→ Instructions to follow
The entries below are to be repeated exactly as they stand.

--- Exercise material ---

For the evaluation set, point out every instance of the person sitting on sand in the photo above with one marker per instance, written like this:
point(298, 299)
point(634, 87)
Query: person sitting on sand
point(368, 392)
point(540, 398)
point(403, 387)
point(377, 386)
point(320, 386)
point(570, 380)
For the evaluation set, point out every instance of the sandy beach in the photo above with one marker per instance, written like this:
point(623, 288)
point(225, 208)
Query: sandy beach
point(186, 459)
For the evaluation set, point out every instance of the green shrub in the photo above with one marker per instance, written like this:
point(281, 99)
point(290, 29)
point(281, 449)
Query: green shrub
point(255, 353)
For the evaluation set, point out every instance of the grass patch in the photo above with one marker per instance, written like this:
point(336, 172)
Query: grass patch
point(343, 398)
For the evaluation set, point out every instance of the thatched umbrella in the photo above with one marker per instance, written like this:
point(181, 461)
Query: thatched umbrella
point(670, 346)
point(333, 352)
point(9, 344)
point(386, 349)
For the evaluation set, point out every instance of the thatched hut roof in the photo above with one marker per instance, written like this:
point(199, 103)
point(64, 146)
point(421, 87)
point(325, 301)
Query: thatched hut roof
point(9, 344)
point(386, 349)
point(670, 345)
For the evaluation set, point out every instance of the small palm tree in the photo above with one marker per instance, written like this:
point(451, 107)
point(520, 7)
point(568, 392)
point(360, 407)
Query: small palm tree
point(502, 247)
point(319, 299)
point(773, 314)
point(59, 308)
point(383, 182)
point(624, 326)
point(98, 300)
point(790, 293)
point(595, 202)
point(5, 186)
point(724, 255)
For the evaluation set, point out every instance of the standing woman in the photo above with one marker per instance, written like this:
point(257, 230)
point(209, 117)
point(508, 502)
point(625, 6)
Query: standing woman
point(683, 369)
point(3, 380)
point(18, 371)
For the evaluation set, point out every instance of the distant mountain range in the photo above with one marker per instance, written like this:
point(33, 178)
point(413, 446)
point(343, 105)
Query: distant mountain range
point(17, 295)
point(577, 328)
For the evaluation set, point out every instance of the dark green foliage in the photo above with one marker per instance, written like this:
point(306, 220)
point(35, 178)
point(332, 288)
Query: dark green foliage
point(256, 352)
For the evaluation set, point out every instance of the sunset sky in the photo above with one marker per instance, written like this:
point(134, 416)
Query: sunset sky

---

→ Answer
For the evaluation set, point out every instance of the person sitting on sand in the photo above with one marker per instance, written like this:
point(298, 299)
point(634, 87)
Query: person sitting on sand
point(368, 392)
point(540, 398)
point(403, 387)
point(377, 386)
point(320, 386)
point(570, 380)
For the evaluation set, point out every instance of the sandy beach in the photo above with one marker per instance, written like this:
point(623, 288)
point(225, 208)
Query: sandy beach
point(186, 459)
For the evaluation set, point out every instance of the green shrub in the photo above with one marker per instance, written like this:
point(281, 99)
point(290, 29)
point(281, 449)
Query: green shrub
point(255, 353)
For the evaluation set, point out every instance of the grass patch in the photo above with one marker per instance, written like this:
point(336, 172)
Query: grass patch
point(343, 398)
For the evaluation set, point out every instance of the thatched umbrella in the photo above with one marker per instance, written like this:
point(181, 461)
Query: thatched umbrella
point(670, 346)
point(333, 352)
point(9, 344)
point(386, 349)
For the evaluation set, point out every instance of the thatched hut roof in the photo above with one marker per instance, written like this:
point(199, 103)
point(64, 146)
point(421, 87)
point(325, 301)
Query: thatched hut roof
point(9, 344)
point(386, 349)
point(670, 345)
For the evaluation set, point out every instance of the small palm tree in the photo above with one marker per instance, written like this:
point(451, 107)
point(520, 7)
point(568, 392)
point(360, 407)
Query: small palm tree
point(502, 247)
point(319, 299)
point(773, 314)
point(59, 308)
point(383, 182)
point(624, 326)
point(98, 300)
point(790, 293)
point(595, 202)
point(5, 186)
point(724, 255)
For the evaluation set, point out every instance of the standing woman in the photo above with one marker per instance, written like this:
point(257, 230)
point(209, 117)
point(508, 502)
point(625, 6)
Query: standing woman
point(683, 369)
point(3, 380)
point(18, 371)
For the evaluation set, point out every instance of the distant mountain range in the photo above with one marker per instance, written like this:
point(33, 178)
point(413, 446)
point(343, 105)
Query: distant mountain range
point(17, 295)
point(577, 328)
For the evaluation set, point out every instance of the dark green foliage in the photo above with one marker per instance, written like this:
point(306, 220)
point(35, 178)
point(332, 288)
Query: dark green foliage
point(256, 352)
For the evaluation set, point out every instance of the sunset sky in the photo above with one marker per instance, written like this:
point(134, 416)
Query: sunset sky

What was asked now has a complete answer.